__ABOUT THIS EXERCISE__:
Go through the entries below from the first line and output each one exactly, up to and including the line with "find worker in".

__DATA RECORDS__:
───

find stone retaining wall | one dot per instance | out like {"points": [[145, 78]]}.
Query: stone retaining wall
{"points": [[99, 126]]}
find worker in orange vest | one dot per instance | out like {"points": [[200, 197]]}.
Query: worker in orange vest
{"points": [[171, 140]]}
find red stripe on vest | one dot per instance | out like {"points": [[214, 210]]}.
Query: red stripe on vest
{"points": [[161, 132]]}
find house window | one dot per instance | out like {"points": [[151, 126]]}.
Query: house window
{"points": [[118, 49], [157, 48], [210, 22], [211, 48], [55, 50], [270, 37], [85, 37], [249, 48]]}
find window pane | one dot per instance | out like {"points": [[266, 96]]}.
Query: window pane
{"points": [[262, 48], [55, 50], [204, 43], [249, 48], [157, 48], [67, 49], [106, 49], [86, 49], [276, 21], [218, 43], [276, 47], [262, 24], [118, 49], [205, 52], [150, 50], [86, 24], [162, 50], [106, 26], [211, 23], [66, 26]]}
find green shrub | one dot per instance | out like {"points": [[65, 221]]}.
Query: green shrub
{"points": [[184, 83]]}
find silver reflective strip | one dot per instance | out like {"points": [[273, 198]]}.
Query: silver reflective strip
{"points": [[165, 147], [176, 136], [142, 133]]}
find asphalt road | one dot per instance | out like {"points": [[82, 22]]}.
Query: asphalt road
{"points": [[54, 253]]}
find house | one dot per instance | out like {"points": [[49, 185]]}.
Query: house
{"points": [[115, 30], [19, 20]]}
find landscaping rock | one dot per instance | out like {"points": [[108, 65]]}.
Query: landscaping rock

───

__SOLUTION FOR THIS EXERCISE__:
find stone retaining wall | one dot per instance | out like {"points": [[145, 78]]}.
Query: stone retaining wall
{"points": [[99, 126]]}
find worker in orange vest | one dot per instance | out like {"points": [[200, 197]]}.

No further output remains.